▸ **WORK INSTRUCTIONS**
Take the material below and write it all out again exactly.

▸ **ROWS**
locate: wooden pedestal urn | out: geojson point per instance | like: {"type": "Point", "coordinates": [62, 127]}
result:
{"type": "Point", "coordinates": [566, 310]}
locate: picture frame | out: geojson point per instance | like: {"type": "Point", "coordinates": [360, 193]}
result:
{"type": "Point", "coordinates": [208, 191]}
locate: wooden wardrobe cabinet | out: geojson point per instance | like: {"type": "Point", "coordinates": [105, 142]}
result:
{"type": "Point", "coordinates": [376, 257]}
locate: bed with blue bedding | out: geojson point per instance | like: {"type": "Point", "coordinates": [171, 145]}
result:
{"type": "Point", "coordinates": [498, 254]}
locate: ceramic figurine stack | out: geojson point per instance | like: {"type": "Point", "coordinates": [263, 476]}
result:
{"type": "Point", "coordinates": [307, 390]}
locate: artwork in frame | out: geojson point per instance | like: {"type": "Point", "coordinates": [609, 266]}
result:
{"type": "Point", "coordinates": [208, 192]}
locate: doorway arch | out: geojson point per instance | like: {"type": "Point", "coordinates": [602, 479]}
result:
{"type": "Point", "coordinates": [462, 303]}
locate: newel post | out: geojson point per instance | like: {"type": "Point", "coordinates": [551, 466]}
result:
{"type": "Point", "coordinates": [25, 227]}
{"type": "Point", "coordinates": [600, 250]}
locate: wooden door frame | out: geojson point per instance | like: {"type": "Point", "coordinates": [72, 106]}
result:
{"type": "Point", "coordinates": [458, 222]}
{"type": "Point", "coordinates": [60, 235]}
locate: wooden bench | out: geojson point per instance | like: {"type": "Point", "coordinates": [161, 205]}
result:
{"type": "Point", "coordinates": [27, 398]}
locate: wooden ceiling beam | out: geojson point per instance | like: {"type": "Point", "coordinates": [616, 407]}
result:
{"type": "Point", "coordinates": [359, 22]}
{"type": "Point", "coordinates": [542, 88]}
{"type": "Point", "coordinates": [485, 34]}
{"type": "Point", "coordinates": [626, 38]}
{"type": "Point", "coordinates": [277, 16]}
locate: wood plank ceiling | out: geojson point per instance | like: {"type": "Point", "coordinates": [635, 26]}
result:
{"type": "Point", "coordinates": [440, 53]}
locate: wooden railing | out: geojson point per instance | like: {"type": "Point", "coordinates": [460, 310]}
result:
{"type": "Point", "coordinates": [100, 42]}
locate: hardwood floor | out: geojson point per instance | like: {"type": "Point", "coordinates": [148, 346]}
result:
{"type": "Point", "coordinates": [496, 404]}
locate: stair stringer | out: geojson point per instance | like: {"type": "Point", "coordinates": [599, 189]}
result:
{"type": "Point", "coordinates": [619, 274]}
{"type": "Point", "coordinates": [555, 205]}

▸ **EXPECTED ANSWER**
locate: wooden pedestal urn | out: geojson point per instance | like: {"type": "Point", "coordinates": [62, 127]}
result:
{"type": "Point", "coordinates": [566, 310]}
locate: picture frame | out: geojson point per instance | like: {"type": "Point", "coordinates": [360, 193]}
result:
{"type": "Point", "coordinates": [208, 191]}
locate: wooden wardrobe cabinet | out: geojson point per instance | like: {"type": "Point", "coordinates": [105, 142]}
result:
{"type": "Point", "coordinates": [376, 257]}
locate: bed with blue bedding | out: geojson point per instance | like: {"type": "Point", "coordinates": [171, 145]}
result:
{"type": "Point", "coordinates": [498, 254]}
locate: ceramic figurine stack | out: geojson point per instance | like: {"type": "Point", "coordinates": [263, 476]}
result:
{"type": "Point", "coordinates": [307, 390]}
locate: artwork in frame | out: geojson point per instance | like: {"type": "Point", "coordinates": [609, 266]}
result:
{"type": "Point", "coordinates": [208, 192]}
locate: doorway arch | out: geojson point per instance | like: {"type": "Point", "coordinates": [602, 479]}
result:
{"type": "Point", "coordinates": [462, 303]}
locate: newel post | out: geojson point per instance | like: {"type": "Point", "coordinates": [551, 466]}
result:
{"type": "Point", "coordinates": [25, 227]}
{"type": "Point", "coordinates": [600, 250]}
locate: wooden door frame | out: geojson point per instance | like: {"type": "Point", "coordinates": [72, 106]}
result:
{"type": "Point", "coordinates": [458, 222]}
{"type": "Point", "coordinates": [60, 235]}
locate: wooden bench | out: geojson point per instance | like: {"type": "Point", "coordinates": [161, 205]}
result:
{"type": "Point", "coordinates": [27, 398]}
locate: wooden ceiling beam | out: geojson point per instance | like: {"type": "Point", "coordinates": [616, 407]}
result:
{"type": "Point", "coordinates": [359, 22]}
{"type": "Point", "coordinates": [542, 88]}
{"type": "Point", "coordinates": [485, 34]}
{"type": "Point", "coordinates": [626, 38]}
{"type": "Point", "coordinates": [277, 16]}
locate: wood plank ceiling | out: geojson point per instance | like: {"type": "Point", "coordinates": [635, 26]}
result:
{"type": "Point", "coordinates": [440, 53]}
locate: wooden railing | out: geojson point per instance | like: {"type": "Point", "coordinates": [460, 310]}
result:
{"type": "Point", "coordinates": [100, 42]}
locate: hardwood floor | out: geojson point per instance | like: {"type": "Point", "coordinates": [148, 346]}
result:
{"type": "Point", "coordinates": [496, 404]}
locate: stair stringer | out: geojson point per instance | like: {"type": "Point", "coordinates": [599, 189]}
result:
{"type": "Point", "coordinates": [619, 274]}
{"type": "Point", "coordinates": [555, 205]}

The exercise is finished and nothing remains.